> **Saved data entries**
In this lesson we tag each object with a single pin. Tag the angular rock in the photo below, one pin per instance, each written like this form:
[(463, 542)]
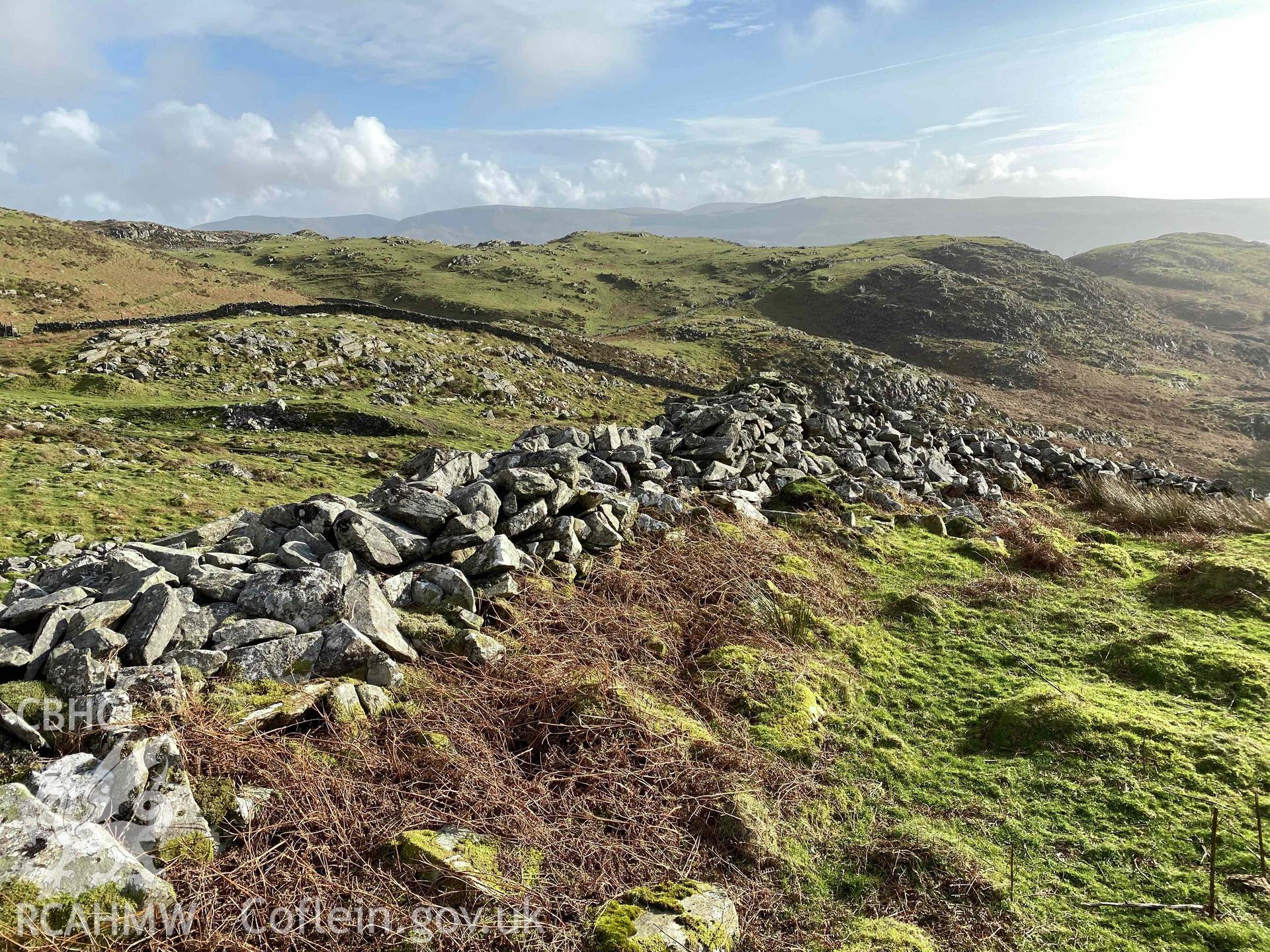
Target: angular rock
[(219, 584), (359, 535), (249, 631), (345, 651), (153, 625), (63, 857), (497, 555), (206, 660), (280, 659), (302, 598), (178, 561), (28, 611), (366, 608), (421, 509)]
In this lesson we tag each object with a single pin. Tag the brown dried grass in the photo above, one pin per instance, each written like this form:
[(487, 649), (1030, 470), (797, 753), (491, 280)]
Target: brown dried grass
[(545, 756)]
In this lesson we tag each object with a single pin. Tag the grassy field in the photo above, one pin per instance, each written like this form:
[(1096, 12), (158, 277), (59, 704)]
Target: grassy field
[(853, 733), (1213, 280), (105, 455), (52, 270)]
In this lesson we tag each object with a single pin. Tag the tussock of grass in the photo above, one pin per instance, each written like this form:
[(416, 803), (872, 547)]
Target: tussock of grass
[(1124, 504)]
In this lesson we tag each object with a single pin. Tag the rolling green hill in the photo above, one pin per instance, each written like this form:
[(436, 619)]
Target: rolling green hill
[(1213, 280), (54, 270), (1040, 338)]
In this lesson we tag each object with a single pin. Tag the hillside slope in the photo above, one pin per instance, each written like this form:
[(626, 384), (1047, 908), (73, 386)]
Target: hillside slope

> **Task brief**
Reproduce every line of the saved data entries above word for word, leaving out the pictures.

> **Response below**
In this lesson we tag each object with a single pin. Tag the angular rock in the photo below, one pin per instance, each written like this form:
[(463, 542)]
Target: angular rock
[(219, 584), (359, 535), (249, 631), (345, 651), (153, 625), (63, 857), (497, 555), (206, 660), (280, 659), (302, 598), (178, 561), (28, 611), (366, 608), (421, 509)]
In this lesson we tag each object with a single pin. Tag the brown dried grass in the photo above, one pin per instance, each written like this form:
[(487, 649), (1030, 470), (797, 753), (491, 280)]
Target: brown dried grass
[(545, 756)]
In this lesson we tag each object with a single pin. Tag the grassy field in the photo above, one pin per instance, each written like this form:
[(1096, 12), (158, 277), (59, 704)]
Target: grassy field
[(853, 733), (1213, 280), (105, 455), (52, 270)]
In this lesson we tag each object with a single pin. Tag the tussock of grass in the photo above, one pin per instance, each written like this form:
[(416, 803), (872, 547)]
Target: tussock of grass
[(1124, 504)]
In this lesson we tag each object with a single pin. Tag the rolling green hill in the photo above, one pin per instance, each written like this form:
[(436, 619)]
Target: rolling green hill
[(1213, 280), (54, 270), (1040, 338)]
In this lesson we tag each object with a single pin. Tag the hillside slope in the photo above, one pin per instance, each written like this form:
[(626, 384), (1047, 908), (73, 386)]
Target: hillside slope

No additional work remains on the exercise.